#### About this task:
Retype, word for word, every line from the one holding "positive clicks: (274, 142)" through the one holding "positive clicks: (354, 474)" in the entries below, both included, and only those lines.

#### Provided records:
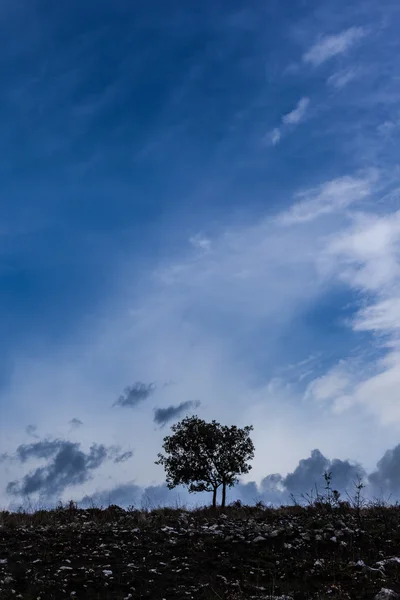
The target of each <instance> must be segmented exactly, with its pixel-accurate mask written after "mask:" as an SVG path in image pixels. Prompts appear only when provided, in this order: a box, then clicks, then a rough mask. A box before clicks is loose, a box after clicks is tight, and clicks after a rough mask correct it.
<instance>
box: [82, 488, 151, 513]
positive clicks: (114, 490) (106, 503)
mask: <svg viewBox="0 0 400 600" xmlns="http://www.w3.org/2000/svg"><path fill="white" fill-rule="evenodd" d="M142 494H143V488H141V487H140V486H138V485H136V484H134V483H122V484H120V485H117V486H115V487H114V488H112V489H110V490H102V491H100V492H95V493H94V494H92V495H90V496H89V495H86V496H84V497H83V498H82V499H81V500H79V501H78V505H79V506H80V507H81V508H89V507H91V506H96V507H98V508H101V507H106V506H109V505H110V504H117V505H118V506H121V507H122V508H127V507H128V506H138V508H140V502H141V498H142Z"/></svg>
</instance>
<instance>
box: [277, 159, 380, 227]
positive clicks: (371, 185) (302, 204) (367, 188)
mask: <svg viewBox="0 0 400 600" xmlns="http://www.w3.org/2000/svg"><path fill="white" fill-rule="evenodd" d="M376 177H377V173H376V172H375V171H373V172H371V173H370V174H368V175H367V176H364V177H351V176H343V177H339V178H337V179H332V180H331V181H328V182H326V183H323V184H321V185H320V186H318V187H316V188H312V189H310V190H306V191H303V192H299V193H297V194H296V196H295V197H296V202H295V203H294V204H293V205H292V206H291V207H290V208H289V209H288V210H287V211H286V212H284V213H282V214H281V215H279V217H278V220H279V221H280V222H281V223H283V224H286V225H292V224H294V223H305V222H307V221H313V220H314V219H317V218H318V217H320V216H322V215H327V214H329V213H333V212H336V211H340V210H343V209H344V208H347V207H348V206H350V205H351V204H353V203H354V202H357V201H359V200H362V199H364V198H366V197H367V196H368V195H369V194H370V193H371V191H372V183H373V182H374V181H375V179H376Z"/></svg>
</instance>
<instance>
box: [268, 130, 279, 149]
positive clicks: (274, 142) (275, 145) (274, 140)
mask: <svg viewBox="0 0 400 600" xmlns="http://www.w3.org/2000/svg"><path fill="white" fill-rule="evenodd" d="M281 137H282V134H281V131H280V129H279V128H278V127H275V129H273V130H272V131H271V133H270V135H269V139H270V141H271V144H272V145H273V146H276V144H278V143H279V142H280V140H281Z"/></svg>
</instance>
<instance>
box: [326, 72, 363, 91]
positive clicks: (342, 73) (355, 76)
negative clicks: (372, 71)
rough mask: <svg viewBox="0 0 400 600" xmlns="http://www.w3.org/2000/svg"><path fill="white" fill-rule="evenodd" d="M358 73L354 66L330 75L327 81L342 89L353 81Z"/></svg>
mask: <svg viewBox="0 0 400 600" xmlns="http://www.w3.org/2000/svg"><path fill="white" fill-rule="evenodd" d="M357 73H358V71H357V70H356V69H354V68H350V69H344V70H342V71H337V72H336V73H334V74H333V75H330V77H328V79H327V83H328V85H331V86H332V87H334V88H336V89H338V90H341V89H343V88H344V87H346V85H347V84H348V83H350V81H353V79H355V78H356V76H357Z"/></svg>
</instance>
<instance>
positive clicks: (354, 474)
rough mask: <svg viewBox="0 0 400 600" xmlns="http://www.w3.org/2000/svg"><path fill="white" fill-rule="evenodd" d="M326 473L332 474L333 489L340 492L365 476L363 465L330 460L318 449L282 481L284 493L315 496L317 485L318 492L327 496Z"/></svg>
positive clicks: (341, 460)
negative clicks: (313, 494)
mask: <svg viewBox="0 0 400 600" xmlns="http://www.w3.org/2000/svg"><path fill="white" fill-rule="evenodd" d="M326 472H331V474H332V480H331V488H332V489H336V490H338V491H339V492H343V491H344V490H345V489H346V488H349V486H351V485H352V484H353V481H354V480H356V479H357V476H360V477H364V476H365V471H364V469H363V467H362V466H361V465H359V464H351V463H350V462H349V461H348V460H340V459H338V458H335V459H333V460H329V459H328V458H326V457H325V456H324V455H323V454H322V453H321V451H320V450H318V449H316V450H313V451H312V452H311V456H310V458H305V459H302V460H300V461H299V464H298V466H297V467H296V469H295V470H294V471H293V473H289V474H288V475H287V476H286V477H285V478H284V479H283V480H282V484H283V488H284V491H286V492H288V493H289V494H306V493H307V494H311V493H313V494H314V496H315V495H316V492H317V490H316V489H315V486H316V485H317V488H318V492H319V493H320V494H325V492H326V490H325V489H324V488H325V486H326V482H325V479H324V473H326Z"/></svg>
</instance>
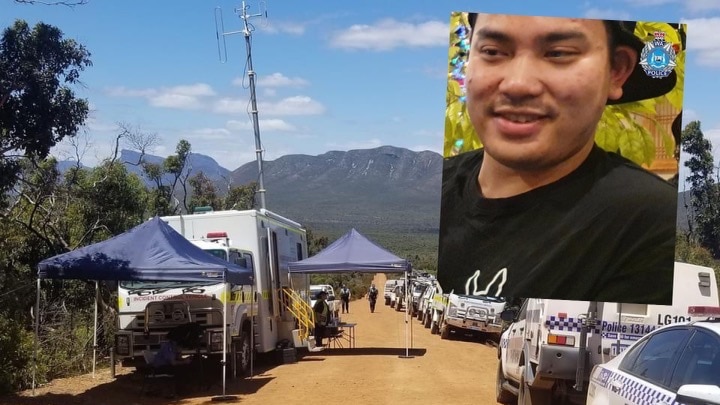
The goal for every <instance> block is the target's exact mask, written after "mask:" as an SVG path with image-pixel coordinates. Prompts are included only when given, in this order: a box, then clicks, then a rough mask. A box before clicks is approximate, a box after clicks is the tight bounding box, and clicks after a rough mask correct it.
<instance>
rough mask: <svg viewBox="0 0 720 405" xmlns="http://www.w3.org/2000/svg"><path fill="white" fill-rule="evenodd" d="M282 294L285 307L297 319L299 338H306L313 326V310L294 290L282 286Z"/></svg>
mask: <svg viewBox="0 0 720 405" xmlns="http://www.w3.org/2000/svg"><path fill="white" fill-rule="evenodd" d="M282 294H283V295H284V297H285V298H286V299H284V300H283V303H284V304H285V309H287V310H288V311H290V313H291V314H293V316H294V317H295V318H296V319H297V320H298V325H299V327H300V333H299V335H300V339H301V340H307V339H308V337H310V334H311V333H312V331H313V329H314V328H315V312H314V311H313V309H312V307H310V304H308V303H307V302H306V301H305V300H304V299H303V298H302V297H301V296H300V294H298V293H297V292H295V290H292V289H290V288H283V289H282Z"/></svg>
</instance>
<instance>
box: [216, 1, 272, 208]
mask: <svg viewBox="0 0 720 405" xmlns="http://www.w3.org/2000/svg"><path fill="white" fill-rule="evenodd" d="M260 7H261V8H264V3H261V4H260ZM248 8H249V6H247V5H246V3H245V1H243V2H242V5H241V8H239V9H237V8H236V9H235V13H237V14H238V15H239V16H240V18H241V19H242V20H243V29H242V31H231V32H225V31H224V26H223V24H222V10H221V9H220V8H219V7H217V8H216V9H215V28H216V35H217V38H218V55H219V57H220V61H221V62H223V63H224V62H226V61H227V48H226V47H225V36H226V35H232V34H239V33H242V34H243V35H244V36H245V50H246V52H247V60H246V62H245V63H246V65H245V67H246V70H247V75H248V81H249V88H250V106H251V110H250V115H251V118H252V124H253V131H254V133H255V158H256V160H257V163H258V190H257V193H258V194H259V195H260V208H262V209H265V181H264V178H263V162H262V154H263V149H262V143H261V142H260V123H259V120H258V109H257V98H256V96H255V71H254V70H253V65H252V32H253V31H254V30H255V27H254V26H253V25H252V24H250V23H249V22H248V20H250V19H251V18H253V17H264V18H265V19H266V20H267V9H265V10H264V11H261V12H260V13H257V14H248ZM218 15H219V23H220V26H219V27H218ZM221 35H222V50H221V49H220V45H221V43H220V36H221Z"/></svg>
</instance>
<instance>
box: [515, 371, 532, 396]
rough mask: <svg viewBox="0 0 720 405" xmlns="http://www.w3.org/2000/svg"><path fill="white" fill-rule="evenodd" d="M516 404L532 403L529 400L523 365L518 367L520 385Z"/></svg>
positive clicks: (527, 390)
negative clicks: (519, 372)
mask: <svg viewBox="0 0 720 405" xmlns="http://www.w3.org/2000/svg"><path fill="white" fill-rule="evenodd" d="M518 405H532V403H531V402H530V387H529V386H528V385H527V382H526V381H525V366H522V367H520V387H519V391H518Z"/></svg>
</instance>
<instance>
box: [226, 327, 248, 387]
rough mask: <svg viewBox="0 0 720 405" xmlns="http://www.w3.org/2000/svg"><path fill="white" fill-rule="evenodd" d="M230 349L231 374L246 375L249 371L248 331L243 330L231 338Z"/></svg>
mask: <svg viewBox="0 0 720 405" xmlns="http://www.w3.org/2000/svg"><path fill="white" fill-rule="evenodd" d="M230 351H231V356H232V367H233V374H234V375H237V376H243V375H247V374H248V373H249V371H250V333H248V332H246V331H243V332H242V333H241V334H240V336H239V337H238V338H236V339H233V341H232V344H231V346H230Z"/></svg>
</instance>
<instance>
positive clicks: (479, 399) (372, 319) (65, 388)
mask: <svg viewBox="0 0 720 405" xmlns="http://www.w3.org/2000/svg"><path fill="white" fill-rule="evenodd" d="M384 282H385V276H384V275H382V274H379V275H377V276H376V277H375V283H376V285H378V286H382V285H384ZM381 298H382V297H381ZM341 318H342V320H343V321H345V322H354V323H357V327H356V342H357V347H356V348H355V349H347V348H345V349H334V348H330V349H327V350H325V351H323V352H319V353H309V352H307V350H305V349H300V350H299V353H298V354H299V355H298V361H297V363H292V364H279V362H278V361H277V360H276V357H275V356H265V357H264V358H260V359H258V362H257V368H256V370H255V371H256V373H255V376H254V377H252V378H251V379H248V378H245V379H239V380H228V384H227V390H226V393H227V394H228V395H235V396H236V397H237V399H236V400H235V401H232V402H230V403H242V404H263V405H267V404H283V405H290V404H303V405H308V404H311V403H333V402H336V401H337V402H342V403H346V404H356V403H357V404H359V403H364V404H374V405H381V404H394V405H399V404H439V403H449V404H495V388H494V383H495V372H496V367H497V349H496V348H494V347H491V346H489V345H485V344H482V343H479V342H477V341H473V340H472V339H470V338H454V339H452V340H441V339H440V337H439V336H437V335H431V334H430V330H429V329H425V328H423V327H422V325H421V324H420V322H419V321H417V320H416V319H410V320H409V323H407V324H406V323H405V313H404V312H396V311H395V310H394V309H392V308H390V307H388V306H385V305H383V303H382V302H381V301H379V302H378V305H377V308H376V310H375V313H370V309H369V305H368V303H367V301H365V300H357V301H352V302H351V303H350V313H349V314H344V315H341ZM406 325H407V328H408V330H409V329H410V328H411V329H412V334H411V335H412V339H411V340H412V341H411V342H409V340H410V339H407V341H408V343H410V344H411V347H412V349H411V350H410V354H411V355H413V357H412V358H400V357H399V355H404V354H405V353H406V349H405V348H406V335H405V330H406ZM220 375H221V374H220V373H218V380H217V381H215V383H214V384H213V385H212V386H211V387H210V389H209V390H207V391H205V390H197V389H196V390H192V391H191V392H190V393H188V394H182V395H179V396H178V397H177V398H175V399H166V398H162V397H149V396H145V395H142V394H140V385H139V377H138V376H137V375H136V374H135V373H134V372H133V371H132V370H131V369H119V370H118V376H117V378H115V379H112V378H110V372H109V370H107V369H104V370H99V371H98V372H97V373H96V378H94V379H93V378H92V376H91V375H84V376H80V377H74V378H68V379H62V380H55V381H53V382H52V383H51V384H49V385H47V386H44V387H42V388H40V389H36V396H35V397H31V396H30V395H31V394H30V392H29V391H26V392H22V393H19V394H17V395H13V396H10V397H4V398H0V405H10V404H20V405H61V404H88V405H89V404H98V405H100V404H106V405H133V404H138V405H139V404H154V405H160V404H183V405H198V404H211V403H217V402H213V401H212V397H214V396H218V395H221V394H222V386H221V384H220V378H219V376H220ZM318 398H321V399H320V400H318Z"/></svg>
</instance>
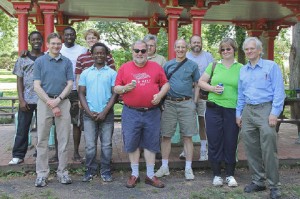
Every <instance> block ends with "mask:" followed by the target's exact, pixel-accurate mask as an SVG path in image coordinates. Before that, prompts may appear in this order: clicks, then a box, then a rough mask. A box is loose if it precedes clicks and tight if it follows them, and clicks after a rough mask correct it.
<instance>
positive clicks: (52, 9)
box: [38, 1, 58, 50]
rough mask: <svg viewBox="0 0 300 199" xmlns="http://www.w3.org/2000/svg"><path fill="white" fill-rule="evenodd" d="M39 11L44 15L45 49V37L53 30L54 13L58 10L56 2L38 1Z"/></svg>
mask: <svg viewBox="0 0 300 199" xmlns="http://www.w3.org/2000/svg"><path fill="white" fill-rule="evenodd" d="M38 4H39V7H40V9H41V12H42V13H43V15H44V46H45V50H47V46H46V44H47V37H48V35H49V34H50V33H52V32H54V13H55V12H56V11H57V10H58V2H53V1H49V2H46V1H45V2H38Z"/></svg>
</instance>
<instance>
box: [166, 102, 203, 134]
mask: <svg viewBox="0 0 300 199" xmlns="http://www.w3.org/2000/svg"><path fill="white" fill-rule="evenodd" d="M177 123H179V128H180V132H181V134H182V136H186V137H192V136H194V135H197V134H198V128H197V115H196V105H195V103H194V101H193V100H192V99H190V100H185V101H181V102H174V101H170V100H166V101H165V110H164V111H163V112H162V118H161V133H162V136H164V137H172V136H173V135H174V134H175V131H176V126H177Z"/></svg>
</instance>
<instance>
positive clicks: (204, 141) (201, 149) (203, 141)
mask: <svg viewBox="0 0 300 199" xmlns="http://www.w3.org/2000/svg"><path fill="white" fill-rule="evenodd" d="M206 143H207V140H201V150H200V151H206Z"/></svg>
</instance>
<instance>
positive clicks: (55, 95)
mask: <svg viewBox="0 0 300 199" xmlns="http://www.w3.org/2000/svg"><path fill="white" fill-rule="evenodd" d="M47 95H48V97H50V98H53V99H56V98H59V95H49V94H47ZM62 100H64V98H62Z"/></svg>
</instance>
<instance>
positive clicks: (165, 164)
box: [161, 159, 169, 168]
mask: <svg viewBox="0 0 300 199" xmlns="http://www.w3.org/2000/svg"><path fill="white" fill-rule="evenodd" d="M161 163H162V165H161V166H162V167H165V168H168V167H169V160H168V159H162V160H161Z"/></svg>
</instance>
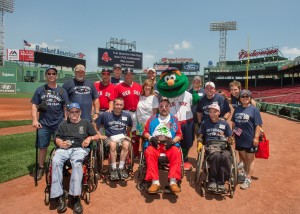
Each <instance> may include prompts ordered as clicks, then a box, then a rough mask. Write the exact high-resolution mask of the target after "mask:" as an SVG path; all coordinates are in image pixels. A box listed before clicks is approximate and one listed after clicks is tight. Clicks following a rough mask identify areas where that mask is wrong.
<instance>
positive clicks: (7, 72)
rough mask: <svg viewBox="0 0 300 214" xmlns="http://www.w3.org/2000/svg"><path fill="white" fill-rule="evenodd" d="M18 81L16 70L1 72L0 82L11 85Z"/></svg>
mask: <svg viewBox="0 0 300 214" xmlns="http://www.w3.org/2000/svg"><path fill="white" fill-rule="evenodd" d="M16 80H17V75H16V71H15V70H13V69H6V70H4V69H1V70H0V82H2V83H4V82H5V83H11V82H16Z"/></svg>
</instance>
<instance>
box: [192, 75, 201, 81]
mask: <svg viewBox="0 0 300 214" xmlns="http://www.w3.org/2000/svg"><path fill="white" fill-rule="evenodd" d="M194 80H199V81H201V77H200V76H194V79H193V81H194Z"/></svg>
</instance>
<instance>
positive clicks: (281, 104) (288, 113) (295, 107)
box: [257, 102, 300, 121]
mask: <svg viewBox="0 0 300 214" xmlns="http://www.w3.org/2000/svg"><path fill="white" fill-rule="evenodd" d="M257 107H258V108H259V110H260V111H261V112H267V113H271V114H275V115H278V116H281V117H285V118H287V119H290V120H295V121H300V104H276V103H266V102H258V105H257Z"/></svg>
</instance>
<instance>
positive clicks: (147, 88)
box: [136, 79, 158, 145]
mask: <svg viewBox="0 0 300 214" xmlns="http://www.w3.org/2000/svg"><path fill="white" fill-rule="evenodd" d="M157 108H158V99H157V97H156V96H155V94H154V85H153V81H152V80H151V79H146V80H145V81H144V83H143V85H142V93H141V95H140V99H139V102H138V106H137V111H136V113H137V120H138V121H137V125H136V135H137V137H136V140H139V142H140V145H141V142H142V139H141V136H142V135H143V131H144V127H145V124H146V121H147V120H148V119H149V118H150V116H151V115H153V114H156V113H157Z"/></svg>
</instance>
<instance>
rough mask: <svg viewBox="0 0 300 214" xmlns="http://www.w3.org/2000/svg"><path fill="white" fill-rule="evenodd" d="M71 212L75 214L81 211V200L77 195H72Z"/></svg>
mask: <svg viewBox="0 0 300 214" xmlns="http://www.w3.org/2000/svg"><path fill="white" fill-rule="evenodd" d="M73 213H76V214H81V213H83V207H82V204H81V200H80V197H79V196H76V197H74V207H73Z"/></svg>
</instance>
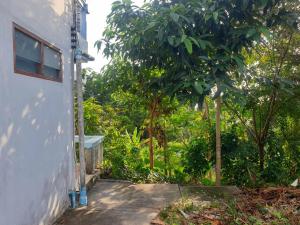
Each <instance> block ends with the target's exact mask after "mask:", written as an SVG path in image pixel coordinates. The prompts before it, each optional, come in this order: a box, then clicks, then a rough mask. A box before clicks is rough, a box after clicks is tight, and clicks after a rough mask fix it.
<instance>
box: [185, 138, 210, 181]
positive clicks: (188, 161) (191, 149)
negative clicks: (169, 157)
mask: <svg viewBox="0 0 300 225" xmlns="http://www.w3.org/2000/svg"><path fill="white" fill-rule="evenodd" d="M208 151H209V149H208V143H207V141H206V140H205V139H203V138H198V139H196V140H193V141H192V142H191V143H190V144H189V147H188V149H187V151H186V155H185V156H184V157H185V164H184V172H186V173H187V174H189V175H190V176H191V177H192V178H193V179H194V180H195V179H199V178H202V177H204V176H205V174H206V173H207V171H208V170H209V169H210V164H209V161H208V159H207V155H208Z"/></svg>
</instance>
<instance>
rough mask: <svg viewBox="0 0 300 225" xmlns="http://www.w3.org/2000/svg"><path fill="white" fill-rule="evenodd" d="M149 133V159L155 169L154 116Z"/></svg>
mask: <svg viewBox="0 0 300 225" xmlns="http://www.w3.org/2000/svg"><path fill="white" fill-rule="evenodd" d="M148 133H149V159H150V169H151V170H153V167H154V151H153V116H152V115H151V117H150V125H149V128H148Z"/></svg>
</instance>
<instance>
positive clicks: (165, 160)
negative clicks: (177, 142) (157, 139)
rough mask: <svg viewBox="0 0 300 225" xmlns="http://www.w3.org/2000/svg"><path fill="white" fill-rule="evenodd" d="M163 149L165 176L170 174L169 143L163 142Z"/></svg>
mask: <svg viewBox="0 0 300 225" xmlns="http://www.w3.org/2000/svg"><path fill="white" fill-rule="evenodd" d="M163 150H164V163H165V176H168V164H169V159H168V154H167V143H164V144H163Z"/></svg>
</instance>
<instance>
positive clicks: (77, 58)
mask: <svg viewBox="0 0 300 225" xmlns="http://www.w3.org/2000/svg"><path fill="white" fill-rule="evenodd" d="M77 10H78V7H77V0H74V21H73V22H74V27H75V28H76V29H75V31H76V32H78V33H79V30H78V24H77V22H78V21H77V19H78V18H77V16H78V12H77ZM75 47H76V49H75V52H74V60H75V63H76V90H77V107H78V114H77V115H78V136H79V160H80V197H79V204H80V205H84V206H86V205H87V190H86V185H85V157H84V118H83V97H82V77H81V61H82V52H81V49H80V46H79V43H78V40H77V41H76V46H75Z"/></svg>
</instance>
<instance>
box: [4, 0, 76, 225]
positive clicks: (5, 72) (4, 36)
mask: <svg viewBox="0 0 300 225" xmlns="http://www.w3.org/2000/svg"><path fill="white" fill-rule="evenodd" d="M71 10H72V5H71V0H0V225H48V224H51V223H52V222H53V221H54V220H55V219H56V218H57V217H58V216H59V215H60V214H61V213H63V211H64V209H66V207H67V206H68V204H69V203H68V202H69V199H68V190H69V189H71V188H72V187H73V186H74V182H75V181H74V178H75V174H74V161H73V159H74V155H73V148H72V141H73V122H72V119H73V111H72V83H71V79H72V78H71V50H70V43H71V40H70V26H71V22H72V13H71ZM13 22H15V23H16V24H18V25H20V26H22V27H24V28H25V29H27V30H29V31H30V32H32V33H34V34H35V35H37V36H39V37H40V38H42V39H44V40H45V41H48V42H50V43H51V44H53V45H54V46H56V47H57V48H59V49H61V51H62V57H63V83H59V82H53V81H49V80H43V79H39V78H35V77H29V76H24V75H21V74H15V73H14V65H13Z"/></svg>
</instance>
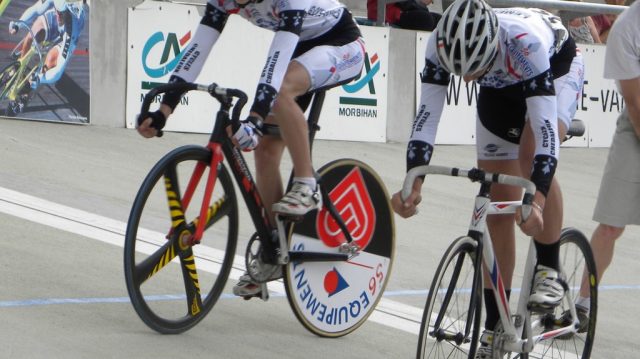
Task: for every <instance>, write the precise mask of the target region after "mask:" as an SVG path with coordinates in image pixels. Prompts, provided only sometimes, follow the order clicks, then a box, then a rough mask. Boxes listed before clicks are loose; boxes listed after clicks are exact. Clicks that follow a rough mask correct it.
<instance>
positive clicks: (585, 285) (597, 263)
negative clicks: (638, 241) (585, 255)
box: [580, 223, 624, 298]
mask: <svg viewBox="0 0 640 359" xmlns="http://www.w3.org/2000/svg"><path fill="white" fill-rule="evenodd" d="M623 232H624V227H613V226H610V225H607V224H603V223H600V224H599V225H598V227H596V229H595V231H593V234H592V235H591V250H592V252H593V258H594V259H595V261H596V273H597V274H598V283H600V280H601V279H602V276H603V275H604V272H605V271H606V270H607V268H608V267H609V264H611V260H612V259H613V252H614V249H615V245H616V240H617V239H618V238H620V236H621V235H622V233H623ZM580 296H581V297H583V298H589V283H588V278H587V276H586V273H585V275H583V276H582V285H581V287H580Z"/></svg>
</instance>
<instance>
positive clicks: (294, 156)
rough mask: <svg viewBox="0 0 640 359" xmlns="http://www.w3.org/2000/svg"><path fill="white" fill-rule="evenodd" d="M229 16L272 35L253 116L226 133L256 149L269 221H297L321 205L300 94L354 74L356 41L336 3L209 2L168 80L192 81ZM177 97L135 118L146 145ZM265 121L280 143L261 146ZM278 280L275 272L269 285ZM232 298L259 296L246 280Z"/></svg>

#### Written solution:
positive clicks: (274, 142) (275, 145) (274, 140)
mask: <svg viewBox="0 0 400 600" xmlns="http://www.w3.org/2000/svg"><path fill="white" fill-rule="evenodd" d="M281 137H282V134H281V131H280V129H279V128H278V127H275V129H273V130H272V131H271V133H270V135H269V139H270V141H271V144H272V145H273V146H276V144H278V143H279V142H280V140H281Z"/></svg>
</instance>
<instance>
box: [326, 72, 363, 91]
positive clicks: (342, 73) (355, 76)
negative clicks: (372, 71)
rough mask: <svg viewBox="0 0 400 600" xmlns="http://www.w3.org/2000/svg"><path fill="white" fill-rule="evenodd" d="M358 73L354 66L330 75L327 81L342 89L353 81Z"/></svg>
mask: <svg viewBox="0 0 400 600" xmlns="http://www.w3.org/2000/svg"><path fill="white" fill-rule="evenodd" d="M357 73H358V71H357V70H356V69H354V68H350V69H344V70H342V71H337V72H336V73H334V74H333V75H330V77H328V79H327V83H328V85H331V86H332V87H334V88H336V89H338V90H341V89H343V88H344V87H346V85H347V84H348V83H350V81H353V79H355V78H356V76H357Z"/></svg>
</instance>
<instance>
positive clicks: (354, 474)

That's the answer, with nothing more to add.